Given instruction 1: In the article on Djwal Khul, which publisher issued the 24 books by Alice Bailey?
Given instruction 2: For each statement, say whether the article on Djwal Khul agrees with it, quoting the deciding words: (a) Djwal Khul's name first appeared in the work of Madame Blavatsky. (b) "The Secret Doctrine" was published in 1898. (c) Djwal Khul is said to have passed the teachings to Bailey by written letter.
Given instruction 3: Write a continuation of the article on Djwal Khul, starting after its final sentence.

= Djwal Khul =

Disciple in "The Ageless Wisdom" esoteric tradition

Djwal Khul (variously spelled 'Djwhal Khul', 'Djwal Kul', the 'Master D.K.', 'D.K.', or simply 'DK'), is believed by some Theosophists and others to be a Tibetan disciple in "The Ageless Wisdom" esoteric tradition. The texts describe him as a member of the 'Spiritual Hierarchy', or 'Brotherhood', of Mahatmas, one of the Masters of the Ancient Wisdom, defined as the spiritual guides of mankind and teachers of ancient cosmological, metaphysical, and esoteric principles that form the origin of all the world's great philosophies, mythologies and spiritual traditions. According to Theosophical writings, Djwal Khul is said to work on furthering the spiritual evolution of our planet through the teachings offered in the 24 books by Alice Bailey of Esoteric Teachings published by The Lucis Trust (then named the Lucifer Publishing Company); he is said to have telepathically transmitted the teachings to Bailey and is thus regarded by her followers as the communications director of the Masters of the Ancient Wisdom.

==In Theosophy and the writings of Alice Bailey==

Djwal Khul's name first appeared in the work of Madame Blavatsky, a co-founder of the Theosophical Society and author of "The Secret Doctrine", published in 1888, which was primarily written by Koot Hoomi and Morya, according to Blavatsky and others in the Mahatma letters.

Information supplied:
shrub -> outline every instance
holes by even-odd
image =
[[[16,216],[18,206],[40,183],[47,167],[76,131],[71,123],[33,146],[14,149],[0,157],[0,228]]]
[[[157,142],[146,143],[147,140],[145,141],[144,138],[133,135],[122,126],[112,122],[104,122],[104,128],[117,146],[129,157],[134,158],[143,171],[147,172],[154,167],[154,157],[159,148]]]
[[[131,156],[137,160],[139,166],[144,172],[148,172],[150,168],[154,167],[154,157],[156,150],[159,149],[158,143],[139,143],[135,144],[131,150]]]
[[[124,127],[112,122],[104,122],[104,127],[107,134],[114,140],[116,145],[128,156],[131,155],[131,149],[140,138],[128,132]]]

Task result 1: The Lucis Trust, then named the Lucifer Publishing Company.

Task result 2:
(a) Yes: "Djwal Khul's name first appeared in the work of Madame Blavatsky"
(b) No: "published in 1888"
(c) No: "he is said to have telepathically transmitted the teachings to Bailey"

Task result 3:
Bailey writes in August 1934, in the first person voice of DK: [I am] "a Tibetan disciple of a certain degree, and this tells you but little, for all are disciples from the humblest aspirant up to and beyond The Christ Himself. I live in a physical body like other men on the borders of Tibet and at times (from the esoteric standpoint) preside over a large group of Tibetan Lamas, when my other duties permit." In some writings, his name was omitted and he was referred to by the abbreviation "Master D. K." or the appellation "The Tibetan".

In 1919 Alice Bailey (1880–1949), severed her links with the Theosophical Society for various reasons and later began writing books she described as being telepathically dictated to her by Djwhal Khul whom she referred to as "The Tibetan" (later associated with the initials D.K.). According to Bailey, her D.K. was the main author behind Blavatsky's "The Secret Doctrine". Bailey stated that after initial resistance, she was eventually persuaded by the quality of what she had written in 'dictation' in the first few weeks work with DK to continue to write down the communications from this source. She wrote for 30 years, from 1919 to 1949.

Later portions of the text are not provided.